## INFORMATION SUPPLIED
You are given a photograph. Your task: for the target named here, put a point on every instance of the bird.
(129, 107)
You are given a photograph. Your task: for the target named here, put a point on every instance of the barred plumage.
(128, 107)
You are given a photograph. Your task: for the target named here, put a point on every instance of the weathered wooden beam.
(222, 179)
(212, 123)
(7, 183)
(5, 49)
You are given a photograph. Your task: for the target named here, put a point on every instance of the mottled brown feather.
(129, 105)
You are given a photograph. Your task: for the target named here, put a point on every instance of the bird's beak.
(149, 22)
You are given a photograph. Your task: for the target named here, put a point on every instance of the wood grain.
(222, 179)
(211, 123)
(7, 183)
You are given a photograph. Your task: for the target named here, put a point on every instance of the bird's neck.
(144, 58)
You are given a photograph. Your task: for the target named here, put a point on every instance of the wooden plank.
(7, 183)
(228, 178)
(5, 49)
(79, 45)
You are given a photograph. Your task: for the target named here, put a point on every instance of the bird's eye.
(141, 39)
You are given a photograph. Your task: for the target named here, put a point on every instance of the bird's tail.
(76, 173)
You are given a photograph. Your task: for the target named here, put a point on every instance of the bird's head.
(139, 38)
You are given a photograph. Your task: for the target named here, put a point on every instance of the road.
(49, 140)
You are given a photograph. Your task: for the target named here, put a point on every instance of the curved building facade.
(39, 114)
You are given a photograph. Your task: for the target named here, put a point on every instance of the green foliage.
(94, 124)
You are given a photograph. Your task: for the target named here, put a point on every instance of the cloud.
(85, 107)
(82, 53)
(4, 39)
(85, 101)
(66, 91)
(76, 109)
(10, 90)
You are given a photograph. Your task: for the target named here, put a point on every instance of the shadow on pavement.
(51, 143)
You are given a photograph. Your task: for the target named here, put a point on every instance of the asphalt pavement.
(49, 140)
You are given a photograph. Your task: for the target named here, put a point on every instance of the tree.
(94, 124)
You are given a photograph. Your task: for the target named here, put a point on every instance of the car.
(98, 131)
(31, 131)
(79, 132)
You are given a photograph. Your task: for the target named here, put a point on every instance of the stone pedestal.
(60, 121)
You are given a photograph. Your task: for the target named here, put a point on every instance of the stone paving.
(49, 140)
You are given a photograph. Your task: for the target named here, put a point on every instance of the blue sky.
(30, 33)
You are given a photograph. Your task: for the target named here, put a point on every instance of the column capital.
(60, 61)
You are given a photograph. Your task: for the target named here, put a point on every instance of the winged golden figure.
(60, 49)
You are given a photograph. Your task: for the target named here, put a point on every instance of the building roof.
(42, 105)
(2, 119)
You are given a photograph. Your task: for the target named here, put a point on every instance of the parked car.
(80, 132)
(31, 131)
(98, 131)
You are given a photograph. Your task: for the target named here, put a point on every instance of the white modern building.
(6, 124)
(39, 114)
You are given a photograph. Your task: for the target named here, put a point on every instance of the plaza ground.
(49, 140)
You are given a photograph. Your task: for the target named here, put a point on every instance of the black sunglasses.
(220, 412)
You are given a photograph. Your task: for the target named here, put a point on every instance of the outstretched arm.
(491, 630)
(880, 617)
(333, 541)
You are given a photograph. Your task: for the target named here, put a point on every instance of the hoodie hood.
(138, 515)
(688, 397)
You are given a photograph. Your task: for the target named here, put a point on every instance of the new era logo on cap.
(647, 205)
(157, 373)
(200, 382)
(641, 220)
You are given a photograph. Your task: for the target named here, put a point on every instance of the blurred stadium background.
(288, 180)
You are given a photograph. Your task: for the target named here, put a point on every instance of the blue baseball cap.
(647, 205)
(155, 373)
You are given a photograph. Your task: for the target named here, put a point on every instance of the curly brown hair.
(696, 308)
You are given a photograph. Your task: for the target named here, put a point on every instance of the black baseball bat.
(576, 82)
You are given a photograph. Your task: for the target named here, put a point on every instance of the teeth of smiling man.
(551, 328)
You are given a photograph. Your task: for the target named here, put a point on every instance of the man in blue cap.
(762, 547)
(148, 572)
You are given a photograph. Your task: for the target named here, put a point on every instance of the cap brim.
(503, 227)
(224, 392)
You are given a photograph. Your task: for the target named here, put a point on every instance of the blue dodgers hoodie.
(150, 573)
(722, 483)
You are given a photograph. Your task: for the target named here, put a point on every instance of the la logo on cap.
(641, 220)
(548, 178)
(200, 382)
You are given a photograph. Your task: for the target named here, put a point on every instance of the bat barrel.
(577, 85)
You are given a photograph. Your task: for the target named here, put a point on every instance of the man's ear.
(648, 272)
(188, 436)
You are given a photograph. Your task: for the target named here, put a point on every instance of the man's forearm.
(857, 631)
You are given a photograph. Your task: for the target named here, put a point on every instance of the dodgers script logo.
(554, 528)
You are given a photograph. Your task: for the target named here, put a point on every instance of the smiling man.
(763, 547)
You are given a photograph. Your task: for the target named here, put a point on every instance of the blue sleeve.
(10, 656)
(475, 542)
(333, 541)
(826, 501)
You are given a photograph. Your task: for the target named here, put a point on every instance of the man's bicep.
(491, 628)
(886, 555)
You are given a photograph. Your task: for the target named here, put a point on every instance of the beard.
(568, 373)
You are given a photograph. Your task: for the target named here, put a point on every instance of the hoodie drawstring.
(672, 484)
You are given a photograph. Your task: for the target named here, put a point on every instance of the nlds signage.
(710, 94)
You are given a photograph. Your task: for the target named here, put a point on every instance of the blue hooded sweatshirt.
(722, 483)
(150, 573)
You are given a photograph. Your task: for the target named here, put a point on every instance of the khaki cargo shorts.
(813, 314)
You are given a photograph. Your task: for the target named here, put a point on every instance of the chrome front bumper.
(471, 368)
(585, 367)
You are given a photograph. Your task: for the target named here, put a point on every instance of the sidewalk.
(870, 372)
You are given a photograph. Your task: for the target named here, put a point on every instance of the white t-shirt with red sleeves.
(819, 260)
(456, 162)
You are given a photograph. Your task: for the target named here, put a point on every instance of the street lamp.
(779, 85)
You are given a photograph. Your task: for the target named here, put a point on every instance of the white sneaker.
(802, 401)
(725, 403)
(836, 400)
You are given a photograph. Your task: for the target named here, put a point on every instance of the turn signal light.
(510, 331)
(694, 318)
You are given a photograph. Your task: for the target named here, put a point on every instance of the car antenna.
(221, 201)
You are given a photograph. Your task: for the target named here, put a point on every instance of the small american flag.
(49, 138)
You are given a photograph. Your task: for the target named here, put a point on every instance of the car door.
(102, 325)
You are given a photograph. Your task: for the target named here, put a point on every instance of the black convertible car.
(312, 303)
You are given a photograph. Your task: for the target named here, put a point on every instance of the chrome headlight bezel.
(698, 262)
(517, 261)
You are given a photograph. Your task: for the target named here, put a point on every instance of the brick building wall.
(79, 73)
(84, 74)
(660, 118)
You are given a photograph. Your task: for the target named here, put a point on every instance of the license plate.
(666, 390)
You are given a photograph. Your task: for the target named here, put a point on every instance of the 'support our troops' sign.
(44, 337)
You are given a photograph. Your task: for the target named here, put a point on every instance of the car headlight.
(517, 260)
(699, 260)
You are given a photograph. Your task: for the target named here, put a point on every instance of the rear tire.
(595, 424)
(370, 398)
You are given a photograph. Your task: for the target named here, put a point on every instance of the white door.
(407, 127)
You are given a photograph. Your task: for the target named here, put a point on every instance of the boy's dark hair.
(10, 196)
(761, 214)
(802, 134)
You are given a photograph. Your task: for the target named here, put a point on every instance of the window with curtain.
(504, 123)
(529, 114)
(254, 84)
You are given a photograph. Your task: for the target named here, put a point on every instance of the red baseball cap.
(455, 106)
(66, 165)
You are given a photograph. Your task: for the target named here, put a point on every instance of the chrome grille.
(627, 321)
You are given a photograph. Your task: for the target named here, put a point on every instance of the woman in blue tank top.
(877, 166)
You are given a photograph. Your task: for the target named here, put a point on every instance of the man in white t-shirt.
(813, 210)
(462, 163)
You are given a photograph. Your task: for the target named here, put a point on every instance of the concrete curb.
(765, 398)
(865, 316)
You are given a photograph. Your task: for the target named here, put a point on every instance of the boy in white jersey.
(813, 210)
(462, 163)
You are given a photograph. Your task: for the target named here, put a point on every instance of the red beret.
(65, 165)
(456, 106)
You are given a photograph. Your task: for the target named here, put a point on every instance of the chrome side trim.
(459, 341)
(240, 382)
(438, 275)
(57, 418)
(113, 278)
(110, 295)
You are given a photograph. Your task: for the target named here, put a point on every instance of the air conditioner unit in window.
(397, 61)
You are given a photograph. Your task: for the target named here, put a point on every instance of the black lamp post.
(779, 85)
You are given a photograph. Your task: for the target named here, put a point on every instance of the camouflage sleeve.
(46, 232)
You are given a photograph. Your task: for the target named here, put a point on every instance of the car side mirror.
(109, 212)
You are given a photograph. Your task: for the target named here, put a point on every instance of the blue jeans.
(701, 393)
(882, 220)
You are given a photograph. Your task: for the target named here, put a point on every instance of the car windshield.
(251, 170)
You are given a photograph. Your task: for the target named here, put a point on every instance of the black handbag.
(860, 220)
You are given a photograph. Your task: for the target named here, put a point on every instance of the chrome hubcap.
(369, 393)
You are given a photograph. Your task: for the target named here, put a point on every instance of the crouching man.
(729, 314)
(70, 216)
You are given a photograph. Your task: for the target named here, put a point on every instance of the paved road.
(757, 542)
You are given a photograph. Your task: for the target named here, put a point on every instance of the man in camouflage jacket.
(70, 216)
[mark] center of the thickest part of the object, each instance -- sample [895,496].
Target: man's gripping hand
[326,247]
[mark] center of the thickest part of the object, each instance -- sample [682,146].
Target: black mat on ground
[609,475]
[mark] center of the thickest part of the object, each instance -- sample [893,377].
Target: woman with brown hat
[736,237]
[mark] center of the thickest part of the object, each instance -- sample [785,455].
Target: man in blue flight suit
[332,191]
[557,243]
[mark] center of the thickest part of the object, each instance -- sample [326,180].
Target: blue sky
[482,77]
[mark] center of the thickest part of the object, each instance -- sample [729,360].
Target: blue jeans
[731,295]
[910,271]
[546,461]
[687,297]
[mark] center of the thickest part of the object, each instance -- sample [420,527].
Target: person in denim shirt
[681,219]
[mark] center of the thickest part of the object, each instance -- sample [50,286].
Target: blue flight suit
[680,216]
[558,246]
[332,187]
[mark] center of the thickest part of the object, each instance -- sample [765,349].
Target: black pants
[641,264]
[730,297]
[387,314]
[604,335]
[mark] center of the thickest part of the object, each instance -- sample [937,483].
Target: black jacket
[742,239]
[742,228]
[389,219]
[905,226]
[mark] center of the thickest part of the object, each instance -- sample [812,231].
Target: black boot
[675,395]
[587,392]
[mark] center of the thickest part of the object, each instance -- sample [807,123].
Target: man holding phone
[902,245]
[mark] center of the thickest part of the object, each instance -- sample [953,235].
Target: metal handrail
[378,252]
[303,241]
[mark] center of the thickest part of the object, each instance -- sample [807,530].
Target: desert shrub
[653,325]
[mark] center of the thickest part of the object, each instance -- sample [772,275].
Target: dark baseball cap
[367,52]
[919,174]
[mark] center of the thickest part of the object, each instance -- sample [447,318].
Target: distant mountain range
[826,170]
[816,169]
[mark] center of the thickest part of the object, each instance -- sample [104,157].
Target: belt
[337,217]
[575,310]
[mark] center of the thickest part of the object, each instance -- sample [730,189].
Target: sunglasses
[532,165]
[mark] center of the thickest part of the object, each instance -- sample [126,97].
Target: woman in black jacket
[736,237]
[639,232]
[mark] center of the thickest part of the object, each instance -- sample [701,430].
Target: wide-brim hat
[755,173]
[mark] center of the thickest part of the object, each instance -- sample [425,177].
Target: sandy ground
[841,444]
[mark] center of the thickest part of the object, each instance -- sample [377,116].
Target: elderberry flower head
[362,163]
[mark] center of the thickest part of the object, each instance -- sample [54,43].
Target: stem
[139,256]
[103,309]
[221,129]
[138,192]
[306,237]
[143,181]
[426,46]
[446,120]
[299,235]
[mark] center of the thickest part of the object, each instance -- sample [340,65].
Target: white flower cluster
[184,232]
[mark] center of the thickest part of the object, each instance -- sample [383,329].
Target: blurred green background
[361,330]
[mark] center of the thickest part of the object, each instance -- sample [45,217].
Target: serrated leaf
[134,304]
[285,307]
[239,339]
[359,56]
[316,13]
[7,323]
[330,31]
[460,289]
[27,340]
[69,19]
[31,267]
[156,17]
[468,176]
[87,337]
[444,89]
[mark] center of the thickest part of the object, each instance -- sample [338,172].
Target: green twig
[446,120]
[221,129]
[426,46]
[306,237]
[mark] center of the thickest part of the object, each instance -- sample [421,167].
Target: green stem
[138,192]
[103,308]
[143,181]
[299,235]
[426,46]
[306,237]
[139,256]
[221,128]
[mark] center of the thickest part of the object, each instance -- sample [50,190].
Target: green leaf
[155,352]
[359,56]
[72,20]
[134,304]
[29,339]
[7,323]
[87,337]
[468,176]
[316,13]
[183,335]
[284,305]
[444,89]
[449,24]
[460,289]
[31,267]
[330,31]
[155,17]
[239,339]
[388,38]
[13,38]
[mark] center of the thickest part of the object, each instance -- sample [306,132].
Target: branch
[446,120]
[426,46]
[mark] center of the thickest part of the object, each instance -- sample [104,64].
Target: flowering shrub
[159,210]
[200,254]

## SET PROBLEM
Return, unchanged, each line from the line containing "-- sample [425,177]." through the last line of the material.

## OUTPUT BELOW
[mark] center of the thickest part of the object, each instance -- sample [425,177].
Target: sandy ground
[841,444]
[mark] center of the thickest part of the object, each instance -- sample [377,116].
Target: elderberry flower head
[362,163]
[mark] center of the thickest part of the object, each instance -- sample [54,43].
Target: stem
[139,256]
[103,309]
[221,129]
[138,192]
[306,237]
[143,181]
[426,46]
[446,120]
[299,235]
[mark] center of the thickest part of the object, each instance -- sample [340,65].
Target: white flower cluster
[184,232]
[mark] center of the thickest part of the object, each instance -- sample [383,329].
Target: blurred green background
[361,330]
[mark] center of the thickest part of the object, each instance -- sample [45,217].
Target: serrated leaf
[134,304]
[285,307]
[239,339]
[359,56]
[316,13]
[7,323]
[330,31]
[460,289]
[27,340]
[69,19]
[31,267]
[156,17]
[468,176]
[87,337]
[444,89]
[mark] center of the thickest part of the object, each instance -- sample [338,172].
Target: green twig
[446,120]
[221,129]
[426,46]
[306,237]
[mark] center of the thickest part of the object, each instance -- sample [421,167].
Target: green stem
[138,192]
[103,308]
[143,181]
[299,235]
[426,46]
[306,237]
[139,256]
[221,128]
[mark] center of the thickest part of the object, each instance -- sample [50,190].
Target: green leaf
[155,352]
[359,56]
[72,20]
[134,304]
[29,339]
[7,323]
[87,337]
[468,176]
[316,13]
[183,335]
[284,305]
[444,89]
[449,24]
[460,289]
[31,267]
[330,31]
[155,17]
[239,339]
[388,38]
[13,38]
[mark] center of the thickest part of the object, each instance -- sample [306,132].
Target: branch
[446,120]
[426,46]
[mark] center of the thickest part of the object, each instance -- sample [104,64].
Target: flowering shrub
[159,210]
[200,254]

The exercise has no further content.